■ GIVEN PROBLEM:
Begin at the line that has "Practice: put a marker on each instance of the green" and stop after the line that has "Target: green grass". Reproduce those lines with "green grass" changed to "dry grass" and everything else kept as it is.

■ RECORD EXTRACTS:

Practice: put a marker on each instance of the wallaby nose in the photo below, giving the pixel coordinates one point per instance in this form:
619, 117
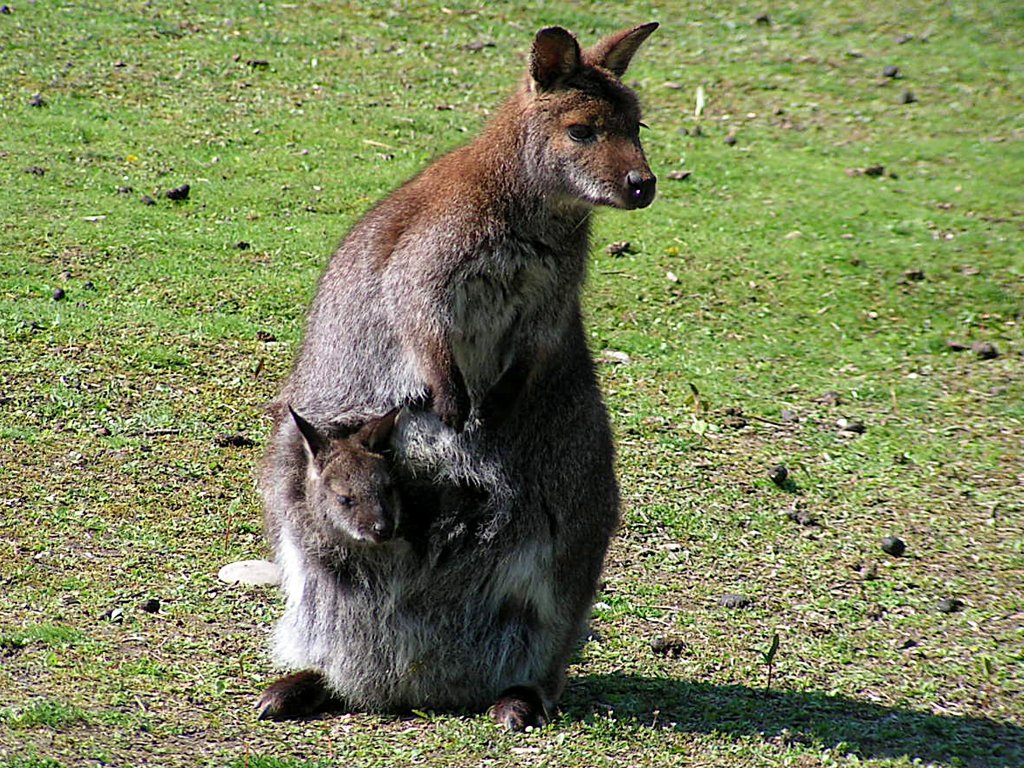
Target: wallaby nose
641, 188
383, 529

* * *

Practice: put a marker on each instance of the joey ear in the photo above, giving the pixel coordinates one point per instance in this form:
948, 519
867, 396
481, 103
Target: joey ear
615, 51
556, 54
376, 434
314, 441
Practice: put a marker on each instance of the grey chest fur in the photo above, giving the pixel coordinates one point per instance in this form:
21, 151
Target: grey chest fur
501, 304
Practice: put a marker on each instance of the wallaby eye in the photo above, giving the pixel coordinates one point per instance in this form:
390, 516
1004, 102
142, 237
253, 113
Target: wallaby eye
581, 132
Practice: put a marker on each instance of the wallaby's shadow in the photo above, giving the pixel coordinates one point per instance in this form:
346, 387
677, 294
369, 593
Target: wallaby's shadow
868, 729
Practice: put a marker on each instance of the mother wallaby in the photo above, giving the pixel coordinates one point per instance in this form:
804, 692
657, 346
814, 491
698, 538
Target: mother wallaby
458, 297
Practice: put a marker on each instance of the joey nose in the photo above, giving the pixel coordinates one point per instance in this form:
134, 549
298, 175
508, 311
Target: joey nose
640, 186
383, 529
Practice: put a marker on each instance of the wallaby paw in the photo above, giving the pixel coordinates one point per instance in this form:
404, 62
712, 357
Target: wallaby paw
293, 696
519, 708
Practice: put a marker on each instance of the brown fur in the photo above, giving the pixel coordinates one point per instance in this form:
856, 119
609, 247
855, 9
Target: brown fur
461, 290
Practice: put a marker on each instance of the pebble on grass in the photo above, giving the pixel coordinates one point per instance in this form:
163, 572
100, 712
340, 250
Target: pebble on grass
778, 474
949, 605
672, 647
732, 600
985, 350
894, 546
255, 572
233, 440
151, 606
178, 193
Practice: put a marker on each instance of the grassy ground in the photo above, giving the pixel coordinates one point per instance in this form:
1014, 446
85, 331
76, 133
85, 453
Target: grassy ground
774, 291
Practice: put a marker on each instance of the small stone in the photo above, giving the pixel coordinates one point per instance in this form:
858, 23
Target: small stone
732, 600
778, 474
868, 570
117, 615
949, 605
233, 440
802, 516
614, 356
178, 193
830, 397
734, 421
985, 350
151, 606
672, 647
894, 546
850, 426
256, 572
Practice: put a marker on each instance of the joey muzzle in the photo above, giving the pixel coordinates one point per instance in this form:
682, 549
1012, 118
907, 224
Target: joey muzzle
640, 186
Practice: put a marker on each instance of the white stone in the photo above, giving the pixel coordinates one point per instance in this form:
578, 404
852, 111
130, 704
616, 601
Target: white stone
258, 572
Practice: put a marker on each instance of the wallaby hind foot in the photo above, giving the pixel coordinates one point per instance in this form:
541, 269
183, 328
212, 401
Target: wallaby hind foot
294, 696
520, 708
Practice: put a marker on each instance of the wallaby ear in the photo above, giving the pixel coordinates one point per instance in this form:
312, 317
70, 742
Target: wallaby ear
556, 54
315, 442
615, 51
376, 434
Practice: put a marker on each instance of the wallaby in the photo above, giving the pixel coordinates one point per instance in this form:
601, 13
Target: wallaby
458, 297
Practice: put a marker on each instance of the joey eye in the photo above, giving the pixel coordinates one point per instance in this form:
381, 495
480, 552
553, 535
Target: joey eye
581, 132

--

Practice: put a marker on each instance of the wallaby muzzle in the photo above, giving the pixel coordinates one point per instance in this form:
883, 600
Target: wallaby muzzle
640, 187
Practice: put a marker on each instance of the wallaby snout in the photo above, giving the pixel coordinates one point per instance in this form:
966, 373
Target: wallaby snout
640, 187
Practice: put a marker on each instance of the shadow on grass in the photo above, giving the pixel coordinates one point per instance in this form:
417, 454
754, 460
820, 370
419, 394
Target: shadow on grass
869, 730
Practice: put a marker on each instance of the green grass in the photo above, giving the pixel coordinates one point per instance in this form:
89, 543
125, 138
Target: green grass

■ CORRECT RESPONSE:
Practice: put a marker on each instance of the dry grass in the photo above, giving the pixel coordinates one point per instance in this form:
89, 543
125, 138
Target: dry grass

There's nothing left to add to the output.